**EXERCISE GOAL**
Copy out exactly every line from the line containing "of the utility" until the records below end, inclusive of both boundary lines.

**RECORD EXCERPTS**
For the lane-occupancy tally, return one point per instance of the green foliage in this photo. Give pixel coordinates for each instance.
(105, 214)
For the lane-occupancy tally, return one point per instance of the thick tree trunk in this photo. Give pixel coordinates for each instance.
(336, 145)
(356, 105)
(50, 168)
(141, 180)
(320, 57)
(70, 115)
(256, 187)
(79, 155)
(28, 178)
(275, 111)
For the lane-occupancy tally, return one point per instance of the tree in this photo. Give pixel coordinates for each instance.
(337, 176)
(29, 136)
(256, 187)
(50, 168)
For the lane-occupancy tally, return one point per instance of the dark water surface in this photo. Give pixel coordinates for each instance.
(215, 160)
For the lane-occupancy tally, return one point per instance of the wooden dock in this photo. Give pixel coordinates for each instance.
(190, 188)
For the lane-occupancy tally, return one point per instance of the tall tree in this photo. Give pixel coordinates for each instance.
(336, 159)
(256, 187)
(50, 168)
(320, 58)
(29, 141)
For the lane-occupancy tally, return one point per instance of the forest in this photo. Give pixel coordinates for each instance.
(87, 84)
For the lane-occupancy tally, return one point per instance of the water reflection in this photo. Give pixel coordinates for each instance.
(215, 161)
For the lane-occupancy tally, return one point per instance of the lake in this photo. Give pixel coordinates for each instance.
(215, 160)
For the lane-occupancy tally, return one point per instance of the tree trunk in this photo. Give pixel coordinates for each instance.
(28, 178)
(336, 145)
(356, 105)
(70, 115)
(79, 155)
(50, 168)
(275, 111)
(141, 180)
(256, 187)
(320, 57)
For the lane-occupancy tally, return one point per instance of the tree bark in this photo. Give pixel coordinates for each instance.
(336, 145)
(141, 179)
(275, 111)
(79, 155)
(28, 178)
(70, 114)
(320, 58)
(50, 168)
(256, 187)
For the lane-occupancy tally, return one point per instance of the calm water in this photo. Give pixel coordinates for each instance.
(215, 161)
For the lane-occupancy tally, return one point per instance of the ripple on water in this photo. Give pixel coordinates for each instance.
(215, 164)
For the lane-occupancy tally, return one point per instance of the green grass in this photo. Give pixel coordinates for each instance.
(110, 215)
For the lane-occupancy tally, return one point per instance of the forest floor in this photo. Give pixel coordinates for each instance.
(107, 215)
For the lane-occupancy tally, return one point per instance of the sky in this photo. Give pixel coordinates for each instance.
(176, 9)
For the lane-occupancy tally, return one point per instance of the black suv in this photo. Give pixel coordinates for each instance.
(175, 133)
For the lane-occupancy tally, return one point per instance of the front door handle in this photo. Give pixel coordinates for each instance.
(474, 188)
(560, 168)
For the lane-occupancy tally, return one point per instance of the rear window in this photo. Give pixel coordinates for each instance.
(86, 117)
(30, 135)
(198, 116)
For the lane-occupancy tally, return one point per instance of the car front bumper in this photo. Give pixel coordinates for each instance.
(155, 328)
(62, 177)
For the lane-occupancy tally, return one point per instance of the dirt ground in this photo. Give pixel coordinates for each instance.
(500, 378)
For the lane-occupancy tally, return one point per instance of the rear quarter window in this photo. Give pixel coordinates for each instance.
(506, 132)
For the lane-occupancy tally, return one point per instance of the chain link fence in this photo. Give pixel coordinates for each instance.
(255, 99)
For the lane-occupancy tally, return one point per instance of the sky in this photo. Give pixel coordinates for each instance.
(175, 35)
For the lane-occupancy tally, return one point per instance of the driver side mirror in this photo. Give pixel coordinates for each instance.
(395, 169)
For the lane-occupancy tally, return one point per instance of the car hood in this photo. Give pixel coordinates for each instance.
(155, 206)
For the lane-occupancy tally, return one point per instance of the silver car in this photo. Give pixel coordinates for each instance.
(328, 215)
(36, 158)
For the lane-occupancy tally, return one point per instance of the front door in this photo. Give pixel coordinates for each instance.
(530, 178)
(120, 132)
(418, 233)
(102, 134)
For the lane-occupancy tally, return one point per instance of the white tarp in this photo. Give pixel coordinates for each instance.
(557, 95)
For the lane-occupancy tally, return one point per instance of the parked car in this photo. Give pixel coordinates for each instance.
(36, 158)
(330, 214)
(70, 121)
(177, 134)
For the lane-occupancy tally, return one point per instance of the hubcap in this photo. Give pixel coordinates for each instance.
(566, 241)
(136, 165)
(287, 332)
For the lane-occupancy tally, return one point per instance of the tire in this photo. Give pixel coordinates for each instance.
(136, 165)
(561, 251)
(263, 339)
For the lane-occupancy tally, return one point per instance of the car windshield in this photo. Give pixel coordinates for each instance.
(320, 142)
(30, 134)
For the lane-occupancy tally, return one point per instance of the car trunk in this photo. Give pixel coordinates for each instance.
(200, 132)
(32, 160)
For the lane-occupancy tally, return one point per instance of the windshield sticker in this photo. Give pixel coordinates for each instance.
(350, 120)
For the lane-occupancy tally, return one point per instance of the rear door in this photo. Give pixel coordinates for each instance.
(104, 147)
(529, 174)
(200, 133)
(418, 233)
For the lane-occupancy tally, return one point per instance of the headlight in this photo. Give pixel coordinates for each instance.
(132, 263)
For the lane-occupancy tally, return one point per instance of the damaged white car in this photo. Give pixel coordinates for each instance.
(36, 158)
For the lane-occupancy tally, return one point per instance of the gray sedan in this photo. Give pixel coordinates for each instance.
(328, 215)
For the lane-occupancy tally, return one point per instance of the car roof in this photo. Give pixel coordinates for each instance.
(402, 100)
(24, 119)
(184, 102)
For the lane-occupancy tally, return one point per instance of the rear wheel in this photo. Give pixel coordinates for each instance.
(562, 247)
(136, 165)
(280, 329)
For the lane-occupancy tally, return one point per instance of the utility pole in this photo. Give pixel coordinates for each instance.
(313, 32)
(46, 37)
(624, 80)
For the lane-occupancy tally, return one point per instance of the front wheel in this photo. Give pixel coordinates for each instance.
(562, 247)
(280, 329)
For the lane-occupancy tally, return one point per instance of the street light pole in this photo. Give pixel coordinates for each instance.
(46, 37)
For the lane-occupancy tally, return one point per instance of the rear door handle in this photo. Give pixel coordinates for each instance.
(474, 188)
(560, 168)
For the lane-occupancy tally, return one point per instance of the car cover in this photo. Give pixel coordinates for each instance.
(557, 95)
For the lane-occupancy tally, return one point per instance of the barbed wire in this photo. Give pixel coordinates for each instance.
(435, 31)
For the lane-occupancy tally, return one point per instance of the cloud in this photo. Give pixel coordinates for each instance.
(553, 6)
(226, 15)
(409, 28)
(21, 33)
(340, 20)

**EXERCISE RESULT**
For the lane-occupancy tally, return one point per instance of the utility pole in this photo. Give pixel coordinates for each instance.
(313, 32)
(46, 37)
(624, 80)
For the lane-occupancy tally, return one point per instance of the front wheel in this photo. Give pixel coordinates for each instance.
(562, 247)
(280, 329)
For the lane-occupancy tally, return one point per instance of the street light pole in this photo. Give pixel coordinates for each instance.
(46, 37)
For the lane-occupancy tally, return one point per instance of the rear door handle in this photo. Give pixel coordinates for each instance.
(474, 188)
(560, 168)
For the lane-occupancy tally, return one point per instance of the car cover in this photo. Give pixel coordinates for each instance.
(557, 95)
For the lane-occupancy tally, return one point per instance of the barbed wire in this photo. Give pixel coordinates for each instance.
(435, 31)
For the lane-occupancy tally, return one point per instance of the cloud in this photo. Give pixel coordinates for each instance.
(553, 6)
(226, 15)
(409, 28)
(21, 33)
(340, 20)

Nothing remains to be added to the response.